→ Required task
Gather every line of the rows below that contains the word "formation". Letter case matters.

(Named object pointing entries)

━━━━━━

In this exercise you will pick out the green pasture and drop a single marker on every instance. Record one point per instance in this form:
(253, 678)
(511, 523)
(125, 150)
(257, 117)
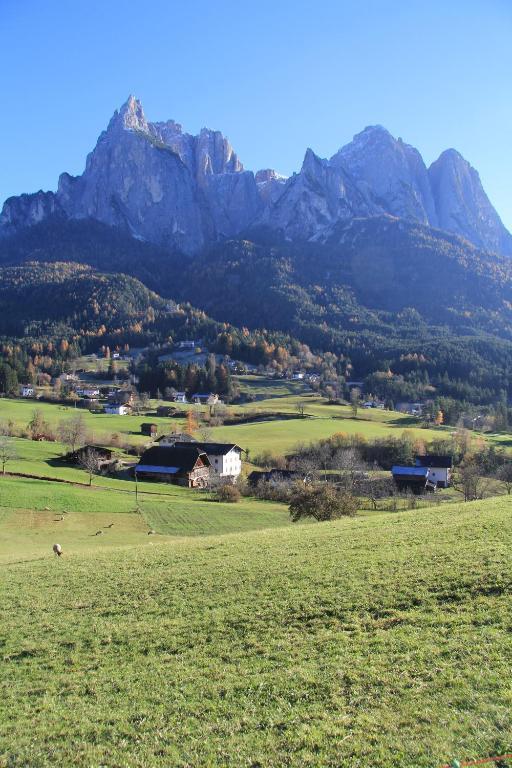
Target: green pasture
(381, 641)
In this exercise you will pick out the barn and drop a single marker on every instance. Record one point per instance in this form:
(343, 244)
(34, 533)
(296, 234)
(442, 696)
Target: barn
(187, 465)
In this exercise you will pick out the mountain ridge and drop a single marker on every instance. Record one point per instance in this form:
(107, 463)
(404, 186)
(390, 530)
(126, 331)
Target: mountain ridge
(187, 192)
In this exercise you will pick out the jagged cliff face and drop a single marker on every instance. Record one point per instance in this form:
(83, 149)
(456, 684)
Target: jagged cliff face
(183, 191)
(462, 205)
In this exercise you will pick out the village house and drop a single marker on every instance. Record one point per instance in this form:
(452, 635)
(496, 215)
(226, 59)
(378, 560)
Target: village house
(187, 344)
(225, 458)
(440, 468)
(105, 457)
(185, 465)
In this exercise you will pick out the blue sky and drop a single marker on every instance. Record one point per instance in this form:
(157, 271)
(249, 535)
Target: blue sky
(275, 76)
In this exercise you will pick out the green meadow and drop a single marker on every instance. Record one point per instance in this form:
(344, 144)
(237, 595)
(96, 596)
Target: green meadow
(382, 641)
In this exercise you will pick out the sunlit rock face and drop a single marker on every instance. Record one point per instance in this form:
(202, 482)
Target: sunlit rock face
(186, 192)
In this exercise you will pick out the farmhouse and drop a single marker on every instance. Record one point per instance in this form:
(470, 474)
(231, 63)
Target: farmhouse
(117, 409)
(414, 409)
(184, 465)
(205, 399)
(225, 458)
(188, 344)
(104, 456)
(275, 476)
(440, 468)
(166, 410)
(415, 479)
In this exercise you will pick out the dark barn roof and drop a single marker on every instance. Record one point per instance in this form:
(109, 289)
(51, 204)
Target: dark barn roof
(434, 460)
(399, 471)
(213, 448)
(184, 457)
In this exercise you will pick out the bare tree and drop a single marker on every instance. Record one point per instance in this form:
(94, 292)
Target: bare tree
(37, 426)
(90, 463)
(204, 433)
(350, 466)
(73, 431)
(7, 452)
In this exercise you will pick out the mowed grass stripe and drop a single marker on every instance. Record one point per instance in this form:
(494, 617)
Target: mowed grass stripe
(382, 641)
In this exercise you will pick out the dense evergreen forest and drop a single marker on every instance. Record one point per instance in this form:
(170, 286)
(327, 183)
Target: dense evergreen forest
(413, 312)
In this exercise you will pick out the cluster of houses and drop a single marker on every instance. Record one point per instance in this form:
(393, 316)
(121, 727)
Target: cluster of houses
(429, 473)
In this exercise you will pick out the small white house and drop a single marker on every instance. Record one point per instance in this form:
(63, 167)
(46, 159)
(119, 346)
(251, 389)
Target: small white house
(117, 409)
(88, 392)
(440, 468)
(205, 399)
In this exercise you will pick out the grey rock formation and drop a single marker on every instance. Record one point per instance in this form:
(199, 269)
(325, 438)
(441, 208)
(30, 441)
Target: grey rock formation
(462, 205)
(26, 210)
(391, 172)
(182, 191)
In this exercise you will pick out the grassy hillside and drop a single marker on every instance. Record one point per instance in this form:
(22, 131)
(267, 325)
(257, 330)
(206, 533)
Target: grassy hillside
(382, 642)
(276, 435)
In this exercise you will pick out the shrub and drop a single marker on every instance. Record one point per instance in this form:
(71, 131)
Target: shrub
(322, 502)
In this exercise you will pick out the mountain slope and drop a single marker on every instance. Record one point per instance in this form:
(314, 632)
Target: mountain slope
(381, 641)
(187, 192)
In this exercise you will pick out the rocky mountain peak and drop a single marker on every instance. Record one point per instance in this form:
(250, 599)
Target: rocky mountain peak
(130, 117)
(185, 191)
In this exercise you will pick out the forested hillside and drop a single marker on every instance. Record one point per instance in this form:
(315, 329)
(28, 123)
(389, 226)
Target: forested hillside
(385, 296)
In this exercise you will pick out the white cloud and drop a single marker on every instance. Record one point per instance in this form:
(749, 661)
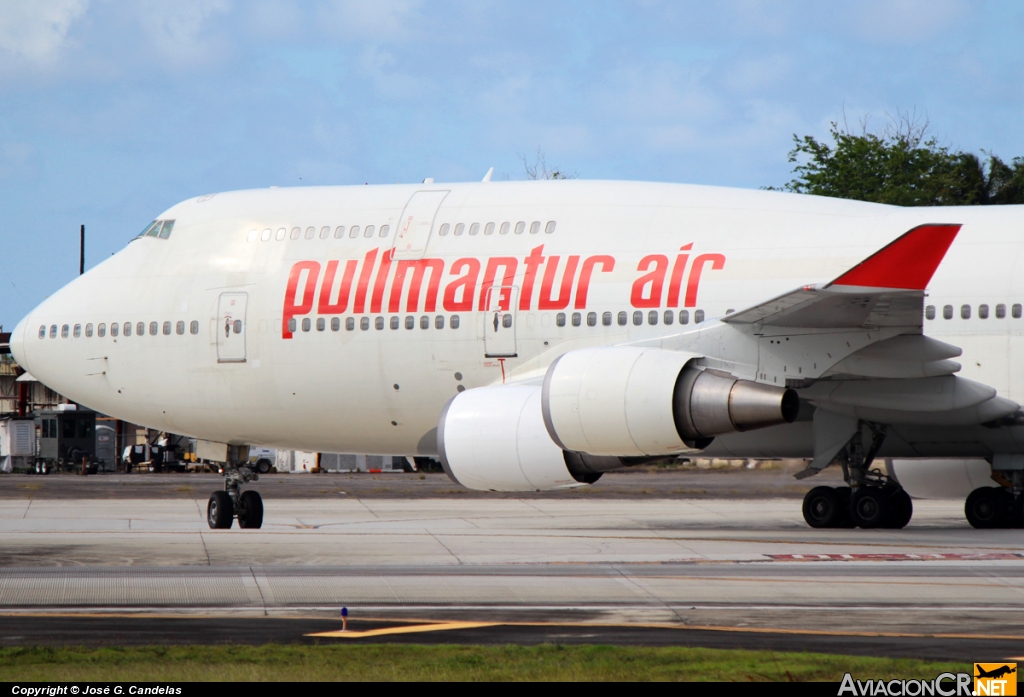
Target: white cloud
(36, 30)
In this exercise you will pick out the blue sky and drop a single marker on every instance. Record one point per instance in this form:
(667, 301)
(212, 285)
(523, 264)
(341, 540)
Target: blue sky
(112, 111)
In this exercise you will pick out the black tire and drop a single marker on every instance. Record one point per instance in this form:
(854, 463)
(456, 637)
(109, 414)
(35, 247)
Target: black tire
(220, 511)
(823, 508)
(987, 507)
(251, 513)
(869, 507)
(900, 510)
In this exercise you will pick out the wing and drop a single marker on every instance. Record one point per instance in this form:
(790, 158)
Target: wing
(885, 290)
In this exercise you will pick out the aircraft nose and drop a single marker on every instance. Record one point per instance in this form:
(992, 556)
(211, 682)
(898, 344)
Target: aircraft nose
(17, 344)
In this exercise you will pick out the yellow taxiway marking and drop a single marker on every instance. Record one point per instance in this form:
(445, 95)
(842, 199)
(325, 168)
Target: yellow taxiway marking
(403, 629)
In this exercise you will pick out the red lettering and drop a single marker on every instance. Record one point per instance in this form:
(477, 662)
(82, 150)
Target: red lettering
(546, 302)
(641, 296)
(717, 263)
(420, 267)
(676, 281)
(360, 289)
(509, 264)
(377, 300)
(532, 263)
(607, 264)
(327, 288)
(455, 301)
(311, 269)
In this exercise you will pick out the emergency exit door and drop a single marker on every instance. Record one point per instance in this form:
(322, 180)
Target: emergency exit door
(499, 321)
(230, 328)
(416, 223)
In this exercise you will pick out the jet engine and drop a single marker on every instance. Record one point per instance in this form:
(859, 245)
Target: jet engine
(632, 401)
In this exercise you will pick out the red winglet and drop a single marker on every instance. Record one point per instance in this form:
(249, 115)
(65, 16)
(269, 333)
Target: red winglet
(907, 262)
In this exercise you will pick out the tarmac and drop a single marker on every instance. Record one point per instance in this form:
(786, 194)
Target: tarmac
(101, 560)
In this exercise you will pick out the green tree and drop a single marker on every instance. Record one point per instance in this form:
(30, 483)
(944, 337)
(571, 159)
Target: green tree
(902, 166)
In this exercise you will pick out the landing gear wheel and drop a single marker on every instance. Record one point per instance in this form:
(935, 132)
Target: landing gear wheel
(900, 510)
(869, 507)
(823, 507)
(987, 507)
(220, 511)
(250, 510)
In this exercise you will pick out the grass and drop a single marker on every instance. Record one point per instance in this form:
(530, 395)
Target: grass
(444, 662)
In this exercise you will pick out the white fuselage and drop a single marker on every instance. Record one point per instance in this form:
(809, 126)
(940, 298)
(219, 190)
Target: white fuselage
(612, 248)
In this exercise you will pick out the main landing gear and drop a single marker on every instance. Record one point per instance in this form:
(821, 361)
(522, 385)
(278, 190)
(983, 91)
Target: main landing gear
(225, 506)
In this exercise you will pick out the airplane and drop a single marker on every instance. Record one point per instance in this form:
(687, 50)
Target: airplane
(536, 335)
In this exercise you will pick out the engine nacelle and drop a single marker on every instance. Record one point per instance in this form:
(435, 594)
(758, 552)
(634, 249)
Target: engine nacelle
(633, 402)
(494, 439)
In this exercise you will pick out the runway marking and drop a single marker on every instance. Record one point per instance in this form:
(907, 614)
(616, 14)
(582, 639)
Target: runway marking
(403, 629)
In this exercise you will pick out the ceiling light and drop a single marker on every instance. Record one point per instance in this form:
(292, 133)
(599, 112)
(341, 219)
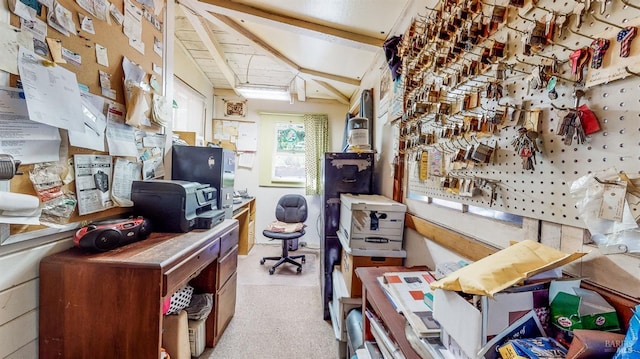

━━━━━━

→ Complete output
In this exercise you will pick out the grey rock formation and drop a single marker on every instance. Record one point per instance in this form:
Target: grey rock formation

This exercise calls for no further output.